▸ **EXERCISE DESCRIPTION**
Convert the lines of the entries below into a JSON list of strings, with one string for each line and blank lines omitted. Leave the pictures out of the list.

▸ **DATA EXCERPTS**

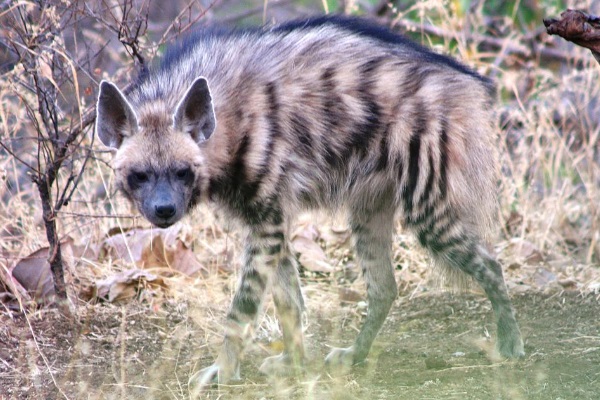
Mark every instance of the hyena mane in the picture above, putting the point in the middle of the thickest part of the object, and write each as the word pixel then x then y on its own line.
pixel 328 112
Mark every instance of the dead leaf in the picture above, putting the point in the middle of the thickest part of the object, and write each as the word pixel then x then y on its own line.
pixel 153 249
pixel 34 274
pixel 527 251
pixel 347 295
pixel 126 285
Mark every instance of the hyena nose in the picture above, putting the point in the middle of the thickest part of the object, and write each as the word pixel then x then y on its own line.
pixel 165 210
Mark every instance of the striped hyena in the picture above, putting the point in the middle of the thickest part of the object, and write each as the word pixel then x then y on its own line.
pixel 327 112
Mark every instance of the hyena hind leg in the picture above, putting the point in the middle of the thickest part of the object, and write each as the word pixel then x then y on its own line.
pixel 470 256
pixel 372 234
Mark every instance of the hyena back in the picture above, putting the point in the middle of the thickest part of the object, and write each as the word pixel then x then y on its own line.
pixel 324 113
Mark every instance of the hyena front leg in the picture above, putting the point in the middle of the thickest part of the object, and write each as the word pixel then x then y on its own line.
pixel 267 260
pixel 289 305
pixel 372 235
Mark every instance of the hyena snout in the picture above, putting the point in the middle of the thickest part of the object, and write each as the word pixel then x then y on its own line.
pixel 165 211
pixel 164 206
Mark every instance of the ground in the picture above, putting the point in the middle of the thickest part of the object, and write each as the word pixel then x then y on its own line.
pixel 433 346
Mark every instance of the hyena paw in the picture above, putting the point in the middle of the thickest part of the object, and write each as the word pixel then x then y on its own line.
pixel 340 358
pixel 511 346
pixel 214 374
pixel 281 365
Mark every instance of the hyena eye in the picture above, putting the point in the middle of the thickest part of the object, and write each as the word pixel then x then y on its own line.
pixel 184 174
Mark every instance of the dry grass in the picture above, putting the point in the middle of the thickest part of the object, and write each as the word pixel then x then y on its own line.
pixel 549 239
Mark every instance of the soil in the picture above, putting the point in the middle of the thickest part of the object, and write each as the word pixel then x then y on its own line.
pixel 432 346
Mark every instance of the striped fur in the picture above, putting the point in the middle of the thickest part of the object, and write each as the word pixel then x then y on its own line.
pixel 329 112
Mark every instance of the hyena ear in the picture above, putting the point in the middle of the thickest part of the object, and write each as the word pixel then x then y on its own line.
pixel 194 113
pixel 115 119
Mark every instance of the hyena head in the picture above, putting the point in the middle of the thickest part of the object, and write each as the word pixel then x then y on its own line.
pixel 158 161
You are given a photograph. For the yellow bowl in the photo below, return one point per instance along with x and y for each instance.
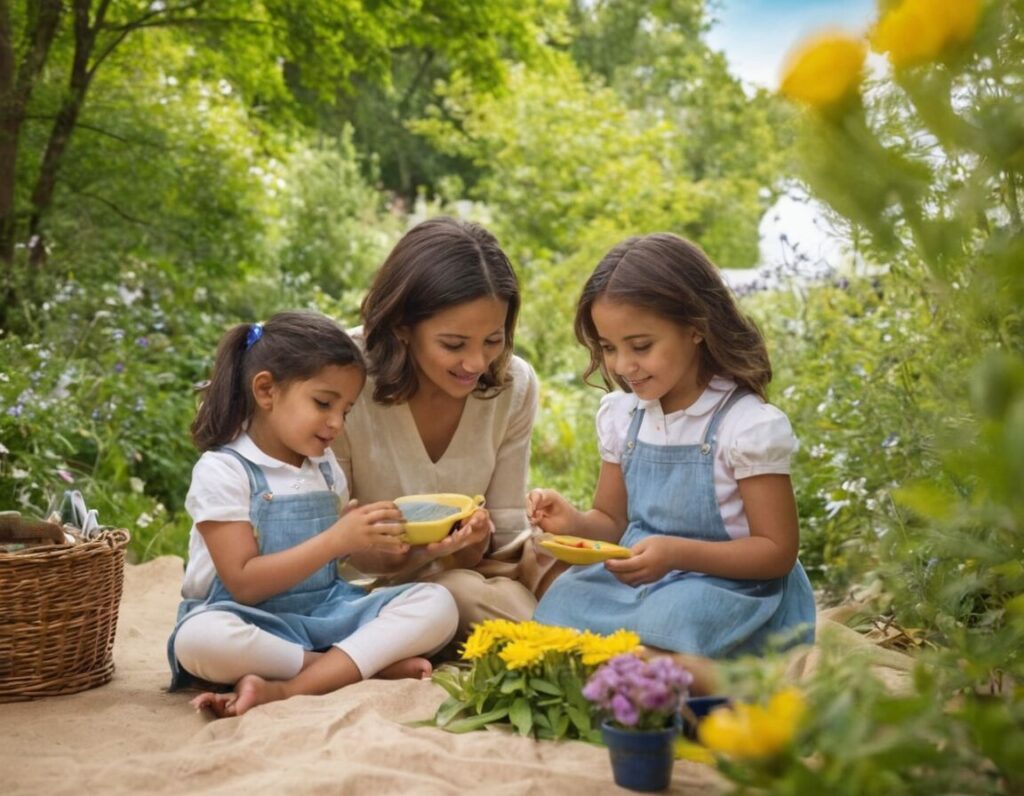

▸ **RESULT OF THE EXERCISE**
[
  "Mark every instance of the hyena mane in the picture above, putting the point in the middle of the thickest part of the object, and write each as the word pixel then x then y on its own line.",
  "pixel 328 112",
  "Mark every instance of the dead leaf in the picture above, putting the point in the middle of the thickest part of the object, and write each as the word pixel then x then y on its own line.",
  "pixel 153 249",
  "pixel 34 274",
  "pixel 527 251",
  "pixel 347 295",
  "pixel 126 285",
  "Mark every instance of the hyena nose in the picture above, putting the point in the middle of the thickest part of the object, and write each as the word pixel then x then y on its own line.",
  "pixel 165 210",
  "Mark every instance of the striped hyena in the picture above, putting the point in the middle of the thickest part of the object, and write each as the word pixel then x then y on its own line.",
  "pixel 327 112",
  "Mark every instance of the hyena hind leg in the picture above, putting the point in the middle of the thickest part of the object, and write each as the word pixel then x then y on its own line.",
  "pixel 470 256",
  "pixel 372 234",
  "Mark every instance of the hyena back in the picture above, putting the point in the middle of the thickest part of the object, and write each as the word pixel then x then y on its own line.",
  "pixel 324 113",
  "Mark every instance of the hyena front leg in the picture above, putting the point in the middle of the thickest part of the object, and write each as the word pixel then x then y on its own line.",
  "pixel 267 260",
  "pixel 289 305",
  "pixel 372 235",
  "Mark every instance of the hyena snout in the picture above, putting the point in the middle of the thickest part of the object, and write each as the word pixel then x then y on its own line.",
  "pixel 165 211",
  "pixel 164 206",
  "Mark every instance of the ground in the picture above, putting the point in the middle of the thickest part of the object, and write each as the word pixel then x then y on its own line.",
  "pixel 433 346",
  "Mark every instance of the hyena paw in the picture above, putting the point in the middle of the thickest part of the object, and write each as the word pixel then x then y on its own line.",
  "pixel 340 358",
  "pixel 511 346",
  "pixel 214 374",
  "pixel 281 365",
  "Mark every instance of the hyena eye in the picture above, putting the point in the middle of the thickest part of the object, and write each as the word pixel then x then y on its own line.",
  "pixel 184 174",
  "Mark every instance of the dry grass in the picture above, putting the point in the middle of the thickest part of the object, and write each as the word pixel then x then y on its own line.",
  "pixel 549 239",
  "Mark every instance of the soil in the picture above, putting the point in the middle of the thickest part of the object, and write each as the word pixel then x then y on its own line.",
  "pixel 432 346",
  "Mark every instance of the striped fur in the picture above, putting the point in the middle of the thickest part of the object, and write each as the word pixel then x then y on its own line.",
  "pixel 329 112",
  "Mark every instance of the hyena ear in the picture above, putting the point in the middle of the thickest part of the object, and write each as the word pixel then x then y on its own line.",
  "pixel 194 113",
  "pixel 115 119",
  "Mark every instance of the hyena head in the picture above, putting the point in the middle of the thickest part of the object, and write each as the word pixel then x then y on its own line.",
  "pixel 158 161",
  "You are given a photograph. For the yellow bowl in the photo below, return one point per instance along with x and y for each instance."
]